START Provided records
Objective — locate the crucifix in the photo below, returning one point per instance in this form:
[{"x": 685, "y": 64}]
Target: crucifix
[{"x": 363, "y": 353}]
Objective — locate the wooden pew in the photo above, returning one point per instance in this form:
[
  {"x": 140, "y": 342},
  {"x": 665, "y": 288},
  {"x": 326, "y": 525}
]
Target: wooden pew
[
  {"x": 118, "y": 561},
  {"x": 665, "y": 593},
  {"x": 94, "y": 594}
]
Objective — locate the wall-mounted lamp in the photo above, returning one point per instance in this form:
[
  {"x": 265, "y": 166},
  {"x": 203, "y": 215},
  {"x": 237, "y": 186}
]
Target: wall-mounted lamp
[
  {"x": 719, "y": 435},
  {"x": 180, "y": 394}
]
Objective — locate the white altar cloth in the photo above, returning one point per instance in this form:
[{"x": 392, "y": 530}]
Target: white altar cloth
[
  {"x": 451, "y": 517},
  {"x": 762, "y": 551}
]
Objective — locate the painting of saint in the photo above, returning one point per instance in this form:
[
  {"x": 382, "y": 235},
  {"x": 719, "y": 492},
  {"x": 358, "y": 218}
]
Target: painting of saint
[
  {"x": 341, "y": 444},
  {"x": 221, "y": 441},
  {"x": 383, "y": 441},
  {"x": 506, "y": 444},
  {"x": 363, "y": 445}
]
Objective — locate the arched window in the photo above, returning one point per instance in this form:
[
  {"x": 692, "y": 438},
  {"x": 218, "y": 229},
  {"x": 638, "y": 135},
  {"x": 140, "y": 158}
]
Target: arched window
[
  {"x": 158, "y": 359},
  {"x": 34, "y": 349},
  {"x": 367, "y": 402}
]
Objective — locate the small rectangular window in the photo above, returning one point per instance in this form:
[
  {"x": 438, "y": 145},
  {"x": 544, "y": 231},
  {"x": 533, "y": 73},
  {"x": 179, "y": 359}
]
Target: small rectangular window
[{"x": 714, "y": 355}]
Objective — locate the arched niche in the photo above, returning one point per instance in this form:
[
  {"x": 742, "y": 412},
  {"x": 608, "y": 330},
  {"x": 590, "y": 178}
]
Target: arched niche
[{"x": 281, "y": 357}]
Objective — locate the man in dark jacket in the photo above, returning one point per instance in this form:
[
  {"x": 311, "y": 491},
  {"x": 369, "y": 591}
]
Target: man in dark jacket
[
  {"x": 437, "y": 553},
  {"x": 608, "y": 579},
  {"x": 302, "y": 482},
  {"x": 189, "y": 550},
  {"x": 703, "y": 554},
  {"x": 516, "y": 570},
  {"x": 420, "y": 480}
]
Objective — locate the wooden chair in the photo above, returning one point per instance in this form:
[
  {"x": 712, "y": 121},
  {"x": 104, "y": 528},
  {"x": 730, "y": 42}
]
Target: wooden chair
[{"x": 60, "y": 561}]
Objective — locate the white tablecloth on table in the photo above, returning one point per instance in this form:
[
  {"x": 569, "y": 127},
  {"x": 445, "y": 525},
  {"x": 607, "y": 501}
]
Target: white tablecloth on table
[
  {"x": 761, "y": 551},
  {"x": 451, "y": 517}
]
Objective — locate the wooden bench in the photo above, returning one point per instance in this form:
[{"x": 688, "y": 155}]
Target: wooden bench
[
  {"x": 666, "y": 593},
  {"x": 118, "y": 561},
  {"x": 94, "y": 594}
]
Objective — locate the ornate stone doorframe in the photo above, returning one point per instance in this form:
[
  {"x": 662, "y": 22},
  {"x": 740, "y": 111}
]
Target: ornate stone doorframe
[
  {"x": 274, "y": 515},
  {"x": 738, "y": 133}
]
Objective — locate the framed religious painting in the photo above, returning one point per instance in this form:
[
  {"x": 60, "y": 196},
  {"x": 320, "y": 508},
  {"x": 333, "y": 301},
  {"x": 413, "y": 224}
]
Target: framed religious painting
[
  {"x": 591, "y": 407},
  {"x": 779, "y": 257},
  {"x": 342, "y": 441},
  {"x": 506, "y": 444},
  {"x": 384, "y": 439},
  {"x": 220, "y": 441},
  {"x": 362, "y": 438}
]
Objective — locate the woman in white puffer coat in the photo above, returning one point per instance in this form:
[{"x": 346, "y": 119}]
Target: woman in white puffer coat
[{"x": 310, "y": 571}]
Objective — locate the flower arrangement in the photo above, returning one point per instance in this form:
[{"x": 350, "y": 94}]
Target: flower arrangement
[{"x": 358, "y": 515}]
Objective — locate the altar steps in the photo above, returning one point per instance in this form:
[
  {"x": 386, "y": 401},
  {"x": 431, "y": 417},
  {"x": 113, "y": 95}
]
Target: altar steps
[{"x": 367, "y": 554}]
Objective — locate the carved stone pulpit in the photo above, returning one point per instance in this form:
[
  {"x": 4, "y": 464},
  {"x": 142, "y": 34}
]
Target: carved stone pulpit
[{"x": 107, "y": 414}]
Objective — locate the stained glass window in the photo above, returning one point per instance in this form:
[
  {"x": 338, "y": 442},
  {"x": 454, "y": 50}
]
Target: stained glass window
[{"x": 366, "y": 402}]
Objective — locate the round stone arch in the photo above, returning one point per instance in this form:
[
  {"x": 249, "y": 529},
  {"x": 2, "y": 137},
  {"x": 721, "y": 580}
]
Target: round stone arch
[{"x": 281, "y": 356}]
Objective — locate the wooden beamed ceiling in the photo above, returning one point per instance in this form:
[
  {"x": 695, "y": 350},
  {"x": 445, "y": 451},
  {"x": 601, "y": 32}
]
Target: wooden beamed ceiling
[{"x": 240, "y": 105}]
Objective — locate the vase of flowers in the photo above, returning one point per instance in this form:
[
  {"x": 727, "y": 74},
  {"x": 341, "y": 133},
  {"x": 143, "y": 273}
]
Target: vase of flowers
END Provided records
> What is required
Every line above carrying the word "vase" needs to be shown.

> Output of the exercise
Objective — locate the vase of flowers in the photo above, returning one point per instance in this form:
Target: vase of flowers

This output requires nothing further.